The title of the book comes from her childhood in Iran, where she described looking up in the night sky as both a “playground for my mind” as well as “a refuge… away from all the sadness in my life”. That sadness came from family problems, including the divorce of her parents, and later the upheaval caused by the Iranian revolution in the late 1970s. Eventually she and other members of her family left Iran, settling in the United States, where she quickly learned to adapt and thrive.

For much of the 1990s that “dream of stars” was deferred as she, with her husband and brother-in-law, built up a technology business they later sold for $750 million. With that wealth she considered her options to realize that dream, only to find that companies promoting such flights “were mostly just fluff and moonbeams.” However, she was more receptive to a pitch by the X PRIZE Foundation, who needed money to cover the “hole-in-one” insurance needed for the prize purse. They eventually became the title sponsor for the competition, won in 2004 by Scaled Composites.

#### Referring expression data:
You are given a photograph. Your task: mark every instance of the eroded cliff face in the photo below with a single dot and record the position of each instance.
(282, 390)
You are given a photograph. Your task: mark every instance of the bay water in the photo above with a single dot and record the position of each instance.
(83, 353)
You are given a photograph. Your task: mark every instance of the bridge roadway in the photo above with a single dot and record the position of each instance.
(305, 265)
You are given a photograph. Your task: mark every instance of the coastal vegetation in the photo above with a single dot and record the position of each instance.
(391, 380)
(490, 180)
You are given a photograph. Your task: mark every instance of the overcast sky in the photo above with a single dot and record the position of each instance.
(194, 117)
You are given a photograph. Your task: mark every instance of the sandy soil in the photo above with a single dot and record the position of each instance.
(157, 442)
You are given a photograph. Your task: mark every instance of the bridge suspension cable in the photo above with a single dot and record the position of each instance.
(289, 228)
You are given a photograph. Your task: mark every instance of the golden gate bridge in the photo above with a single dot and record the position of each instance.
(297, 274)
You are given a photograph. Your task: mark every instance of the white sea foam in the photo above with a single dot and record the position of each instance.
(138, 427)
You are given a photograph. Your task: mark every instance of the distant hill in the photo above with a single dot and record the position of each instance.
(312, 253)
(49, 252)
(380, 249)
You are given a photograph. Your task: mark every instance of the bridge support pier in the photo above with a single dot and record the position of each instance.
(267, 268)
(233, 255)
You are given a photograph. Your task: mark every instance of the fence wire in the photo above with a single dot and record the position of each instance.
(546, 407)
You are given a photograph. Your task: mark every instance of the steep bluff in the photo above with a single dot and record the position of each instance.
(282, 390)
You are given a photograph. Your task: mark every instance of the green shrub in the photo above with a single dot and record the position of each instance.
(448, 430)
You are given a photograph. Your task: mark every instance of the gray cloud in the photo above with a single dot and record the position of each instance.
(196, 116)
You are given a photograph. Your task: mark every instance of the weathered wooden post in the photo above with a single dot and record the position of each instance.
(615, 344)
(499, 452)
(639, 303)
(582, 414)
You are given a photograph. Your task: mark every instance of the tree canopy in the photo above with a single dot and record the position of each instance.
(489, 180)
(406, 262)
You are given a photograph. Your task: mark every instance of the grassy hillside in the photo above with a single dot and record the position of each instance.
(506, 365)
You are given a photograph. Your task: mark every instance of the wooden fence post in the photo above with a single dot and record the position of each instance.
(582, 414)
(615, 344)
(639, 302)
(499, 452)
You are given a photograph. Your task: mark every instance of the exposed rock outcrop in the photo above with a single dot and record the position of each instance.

#### Aim of the task:
Continue the passage about the book's title and its author's life after Iran from where it stops.

#### Your response:
That, however, was not enough to satisfy her dreams of space flight. About a year later, Eric Anderson of Space Adventures offered her the opportunity to train in Russia as the backup to the company’s latest client, a Japanese entrepreneur named Daisuke “Dice-K” Enomoto. She agreed, and went through the months of medical tests and training in Star City without knowing when—or even if—she would be able to fly. To her surprise, that opportunity came almost immediately: Enomoto was medically disqualified (due to kidney stones, according to later accounts) and as the backup she took his seat, with only a few weeks to prepare for a journey of a lifetime.

There is value in telling the story of her experience in space, and the effort to realize that nearly life-long dream. Ansari tells that story skillfully, and at times almost poetically, in this book.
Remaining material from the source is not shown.